# Surefire M4 = Wall of light?



## Monocrom (Oct 6, 2007)

I need a quality, high-output, light that can sometimes be used for several minutes of constant-on. The M4 is at the top of the list. Wish the runtime was better than 20 minutes with the 350 lumens HOLA. But that's liveable. (M6 has a grip just too thick for me). 

Only thing is, I don't know if the M4 puts out a wall of light, or if it leans more towards throw. (Looking for a wall, as my last requirement). Also heard that 17650s will fit in the M4.

If any M4 owner could help me out with answers, I'd appreciate it.


----------



## KeyGrip (Oct 6, 2007)

It's got a turbohead straight from the factory, so it'll be a thrower through and through. However, running a P91 on 2x 17670 makes one fantastic wall of light.


----------



## LED61 (Oct 6, 2007)

If you want a wall of light, I'd recommend a Wolf Eyes M300 Lion. It is very high power, high color temperature for an incan, nice spot and flood, and rechargeable with e 18650's and can run for one hour. I really like mine. The SF turboheads as mentioned are excellent even throwers.


----------



## Qoose (Oct 6, 2007)

You could also look at a FM24 beam diffuser. Not sure how well it works on a large bezel though.


----------



## Monocrom (Oct 6, 2007)

LED61 said:


> If you want a wall of light, I'd recommend a Wolf Eyes M300 Lion. It is very high power, high color temperature for an incan, nice spot and flood, and rechargeable with e 18650's and can run for one hour. I really like mine. The SF turboheads as mentioned are excellent even throwers.



Took a look at the M300 on the Wolf-eyes official site. Seems to be an excellent light, except for one thing...... The barrel looks just as fat as the one on the Surefire M6. Honestly, I doubt I'd be able to get a solid enought grip on the light without dropping it. Still, I appreciate the help and the alternative suggestion.

→ **Records shown**:
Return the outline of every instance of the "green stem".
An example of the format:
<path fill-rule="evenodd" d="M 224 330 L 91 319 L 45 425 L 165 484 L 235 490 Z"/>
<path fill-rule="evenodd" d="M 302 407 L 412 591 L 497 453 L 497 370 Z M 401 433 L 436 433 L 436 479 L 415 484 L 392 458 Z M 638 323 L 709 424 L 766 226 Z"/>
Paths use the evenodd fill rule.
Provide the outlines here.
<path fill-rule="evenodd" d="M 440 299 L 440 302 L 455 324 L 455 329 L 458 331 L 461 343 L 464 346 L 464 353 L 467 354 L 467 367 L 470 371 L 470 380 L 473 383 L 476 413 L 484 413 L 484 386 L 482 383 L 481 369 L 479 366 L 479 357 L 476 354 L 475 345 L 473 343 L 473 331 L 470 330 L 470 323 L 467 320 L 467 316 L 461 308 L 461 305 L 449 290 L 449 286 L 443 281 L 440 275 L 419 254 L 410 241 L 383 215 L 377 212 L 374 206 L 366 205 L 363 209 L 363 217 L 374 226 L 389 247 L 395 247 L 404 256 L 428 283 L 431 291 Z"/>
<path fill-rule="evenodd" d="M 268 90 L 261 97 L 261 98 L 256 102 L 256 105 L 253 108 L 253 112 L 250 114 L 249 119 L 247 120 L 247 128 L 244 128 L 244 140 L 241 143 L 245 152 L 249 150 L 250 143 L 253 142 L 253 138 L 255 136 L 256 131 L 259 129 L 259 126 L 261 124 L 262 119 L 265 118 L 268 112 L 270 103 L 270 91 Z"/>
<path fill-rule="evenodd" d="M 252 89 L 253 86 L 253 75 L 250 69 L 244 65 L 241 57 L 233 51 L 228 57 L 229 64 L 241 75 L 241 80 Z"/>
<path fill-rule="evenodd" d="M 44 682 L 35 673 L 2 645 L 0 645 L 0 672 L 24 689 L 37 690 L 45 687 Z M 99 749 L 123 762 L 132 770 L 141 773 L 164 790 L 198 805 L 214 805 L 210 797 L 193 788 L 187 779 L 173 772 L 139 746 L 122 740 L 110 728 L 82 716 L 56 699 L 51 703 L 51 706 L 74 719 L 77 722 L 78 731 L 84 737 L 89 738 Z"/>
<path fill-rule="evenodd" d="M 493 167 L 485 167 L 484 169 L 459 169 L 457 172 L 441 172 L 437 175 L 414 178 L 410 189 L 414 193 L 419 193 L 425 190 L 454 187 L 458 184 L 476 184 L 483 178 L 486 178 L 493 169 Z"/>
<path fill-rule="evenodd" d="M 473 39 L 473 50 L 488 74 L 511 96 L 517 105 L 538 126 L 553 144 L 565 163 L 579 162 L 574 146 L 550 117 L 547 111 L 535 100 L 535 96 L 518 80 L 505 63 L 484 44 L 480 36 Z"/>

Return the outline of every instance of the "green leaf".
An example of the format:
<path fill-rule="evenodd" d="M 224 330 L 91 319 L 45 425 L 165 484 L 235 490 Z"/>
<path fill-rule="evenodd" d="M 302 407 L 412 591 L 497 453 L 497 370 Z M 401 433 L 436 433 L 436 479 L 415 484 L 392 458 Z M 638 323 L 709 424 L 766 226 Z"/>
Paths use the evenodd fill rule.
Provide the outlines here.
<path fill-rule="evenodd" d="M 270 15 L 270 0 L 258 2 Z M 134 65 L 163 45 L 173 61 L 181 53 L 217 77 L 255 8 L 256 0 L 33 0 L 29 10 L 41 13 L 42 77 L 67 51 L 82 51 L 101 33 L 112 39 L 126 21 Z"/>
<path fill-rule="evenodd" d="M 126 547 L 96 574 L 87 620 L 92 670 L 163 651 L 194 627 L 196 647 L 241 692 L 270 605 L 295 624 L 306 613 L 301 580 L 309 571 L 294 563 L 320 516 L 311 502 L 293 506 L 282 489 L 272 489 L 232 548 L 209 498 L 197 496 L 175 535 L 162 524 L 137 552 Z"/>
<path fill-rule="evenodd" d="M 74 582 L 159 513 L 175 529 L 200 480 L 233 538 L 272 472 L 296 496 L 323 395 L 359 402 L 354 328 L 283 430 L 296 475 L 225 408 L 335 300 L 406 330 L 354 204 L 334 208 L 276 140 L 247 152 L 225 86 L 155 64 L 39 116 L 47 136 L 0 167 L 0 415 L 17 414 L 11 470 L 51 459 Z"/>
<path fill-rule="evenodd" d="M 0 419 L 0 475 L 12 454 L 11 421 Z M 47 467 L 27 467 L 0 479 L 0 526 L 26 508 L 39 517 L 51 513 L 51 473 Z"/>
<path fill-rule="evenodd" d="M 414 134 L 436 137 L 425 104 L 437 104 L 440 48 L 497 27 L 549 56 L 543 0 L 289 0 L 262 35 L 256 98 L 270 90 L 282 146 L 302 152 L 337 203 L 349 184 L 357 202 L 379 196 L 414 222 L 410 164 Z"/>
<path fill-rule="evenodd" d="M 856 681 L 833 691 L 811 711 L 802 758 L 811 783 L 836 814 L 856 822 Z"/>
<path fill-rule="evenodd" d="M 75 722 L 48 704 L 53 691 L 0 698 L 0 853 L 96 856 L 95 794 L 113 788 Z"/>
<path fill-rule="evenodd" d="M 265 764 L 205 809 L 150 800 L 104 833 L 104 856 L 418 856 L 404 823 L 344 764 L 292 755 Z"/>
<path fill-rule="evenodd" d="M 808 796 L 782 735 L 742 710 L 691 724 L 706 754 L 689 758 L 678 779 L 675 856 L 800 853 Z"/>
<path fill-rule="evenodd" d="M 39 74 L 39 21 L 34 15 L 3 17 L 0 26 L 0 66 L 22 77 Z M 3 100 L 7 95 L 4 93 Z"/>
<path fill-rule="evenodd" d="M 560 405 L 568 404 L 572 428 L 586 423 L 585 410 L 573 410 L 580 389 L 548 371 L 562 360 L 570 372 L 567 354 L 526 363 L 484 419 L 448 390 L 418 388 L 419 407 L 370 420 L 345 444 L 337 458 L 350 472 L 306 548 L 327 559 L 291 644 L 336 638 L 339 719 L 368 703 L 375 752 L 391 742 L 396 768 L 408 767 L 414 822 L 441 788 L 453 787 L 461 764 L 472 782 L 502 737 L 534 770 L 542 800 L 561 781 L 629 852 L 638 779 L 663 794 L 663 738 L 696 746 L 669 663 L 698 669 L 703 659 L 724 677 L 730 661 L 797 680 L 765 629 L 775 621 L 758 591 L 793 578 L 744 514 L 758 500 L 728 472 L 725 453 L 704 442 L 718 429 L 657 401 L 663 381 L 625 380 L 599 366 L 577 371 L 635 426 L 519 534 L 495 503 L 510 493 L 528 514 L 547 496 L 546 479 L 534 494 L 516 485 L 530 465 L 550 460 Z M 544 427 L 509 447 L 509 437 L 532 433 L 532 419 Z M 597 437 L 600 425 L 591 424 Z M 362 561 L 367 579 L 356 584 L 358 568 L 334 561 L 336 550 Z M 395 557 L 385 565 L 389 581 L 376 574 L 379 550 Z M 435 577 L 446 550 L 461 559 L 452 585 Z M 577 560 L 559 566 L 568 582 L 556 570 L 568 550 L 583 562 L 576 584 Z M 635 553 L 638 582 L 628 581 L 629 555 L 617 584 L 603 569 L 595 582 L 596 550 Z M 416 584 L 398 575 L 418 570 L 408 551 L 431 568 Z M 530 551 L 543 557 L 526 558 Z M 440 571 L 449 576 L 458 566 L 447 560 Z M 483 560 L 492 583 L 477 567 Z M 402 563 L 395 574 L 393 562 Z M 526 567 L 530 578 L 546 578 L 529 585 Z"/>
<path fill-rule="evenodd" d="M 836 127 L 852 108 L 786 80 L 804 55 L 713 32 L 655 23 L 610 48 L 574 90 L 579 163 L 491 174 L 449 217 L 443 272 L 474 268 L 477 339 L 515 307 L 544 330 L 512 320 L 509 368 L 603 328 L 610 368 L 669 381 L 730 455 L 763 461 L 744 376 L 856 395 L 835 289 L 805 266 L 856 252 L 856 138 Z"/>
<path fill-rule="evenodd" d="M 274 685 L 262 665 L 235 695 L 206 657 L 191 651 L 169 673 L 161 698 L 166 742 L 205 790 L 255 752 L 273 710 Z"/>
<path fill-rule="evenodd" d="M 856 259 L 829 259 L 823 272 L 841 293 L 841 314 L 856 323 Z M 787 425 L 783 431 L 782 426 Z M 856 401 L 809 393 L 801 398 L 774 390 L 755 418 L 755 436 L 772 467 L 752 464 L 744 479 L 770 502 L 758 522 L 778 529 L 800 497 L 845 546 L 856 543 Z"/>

→ **Challenge A**: List the username of every person who posted in the flashlight forum thread, naming each once.
→ **Challenge B**: Return the passage of the flashlight forum thread word for word, starting at "# Surefire M4" and ending at "thick for me).".

→ **Exercise result A**: Monocrom, KeyGrip, LED61, Qoose

→ **Exercise result B**:
# Surefire M4 = Wall of light?



## Monocrom (Oct 6, 2007)

I need a quality, high-output, light that can sometimes be used for several minutes of constant-on. The M4 is at the top of the list. Wish the runtime was better than 20 minutes with the 350 lumens HOLA. But that's liveable. (M6 has a grip just too thick for me).